[Referring expression data]
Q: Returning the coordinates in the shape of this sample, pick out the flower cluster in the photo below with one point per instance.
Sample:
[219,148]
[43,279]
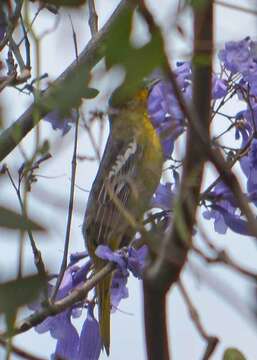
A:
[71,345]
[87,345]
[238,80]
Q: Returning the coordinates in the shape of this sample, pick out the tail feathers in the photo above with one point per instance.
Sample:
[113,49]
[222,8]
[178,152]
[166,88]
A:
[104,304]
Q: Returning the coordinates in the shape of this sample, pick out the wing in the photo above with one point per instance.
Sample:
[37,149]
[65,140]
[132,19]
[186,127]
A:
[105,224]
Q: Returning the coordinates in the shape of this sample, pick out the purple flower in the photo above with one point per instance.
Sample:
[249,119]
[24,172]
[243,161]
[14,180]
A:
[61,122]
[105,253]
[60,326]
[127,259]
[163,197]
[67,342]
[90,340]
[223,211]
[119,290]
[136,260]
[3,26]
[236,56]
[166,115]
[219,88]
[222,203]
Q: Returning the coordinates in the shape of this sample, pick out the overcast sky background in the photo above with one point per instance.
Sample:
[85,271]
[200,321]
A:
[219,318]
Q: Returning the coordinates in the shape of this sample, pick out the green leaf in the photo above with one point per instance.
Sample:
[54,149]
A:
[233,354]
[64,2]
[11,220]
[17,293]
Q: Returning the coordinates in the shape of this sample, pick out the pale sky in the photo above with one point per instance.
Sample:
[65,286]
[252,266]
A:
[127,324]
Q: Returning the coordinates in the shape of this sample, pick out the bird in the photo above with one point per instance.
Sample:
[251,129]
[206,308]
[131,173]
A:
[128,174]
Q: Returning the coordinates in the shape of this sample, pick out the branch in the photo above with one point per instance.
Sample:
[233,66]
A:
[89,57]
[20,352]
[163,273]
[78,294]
* * *
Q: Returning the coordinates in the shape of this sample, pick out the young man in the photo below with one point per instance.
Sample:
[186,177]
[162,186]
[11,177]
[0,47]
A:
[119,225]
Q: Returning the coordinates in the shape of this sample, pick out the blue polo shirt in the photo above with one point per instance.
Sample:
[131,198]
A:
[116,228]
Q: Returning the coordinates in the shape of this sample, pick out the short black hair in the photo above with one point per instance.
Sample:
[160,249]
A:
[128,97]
...
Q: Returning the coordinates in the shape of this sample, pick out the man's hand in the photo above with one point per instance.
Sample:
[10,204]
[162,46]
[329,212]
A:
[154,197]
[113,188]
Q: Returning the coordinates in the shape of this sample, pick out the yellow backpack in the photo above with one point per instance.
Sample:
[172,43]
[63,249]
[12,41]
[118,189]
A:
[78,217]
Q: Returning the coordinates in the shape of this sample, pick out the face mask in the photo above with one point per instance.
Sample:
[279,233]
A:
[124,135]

[WHAT YOU SHOULD DO] Every line above that holds the string "below" should be returned.

[WRITTEN REPLY]
Q: Returning the coordinates in the shape of this sample, pick out the flower cluster in the photo below with one point per instance.
Q: Returning the coordinates in the shape of this sample, pick out the young man in the photo below with one point per instance.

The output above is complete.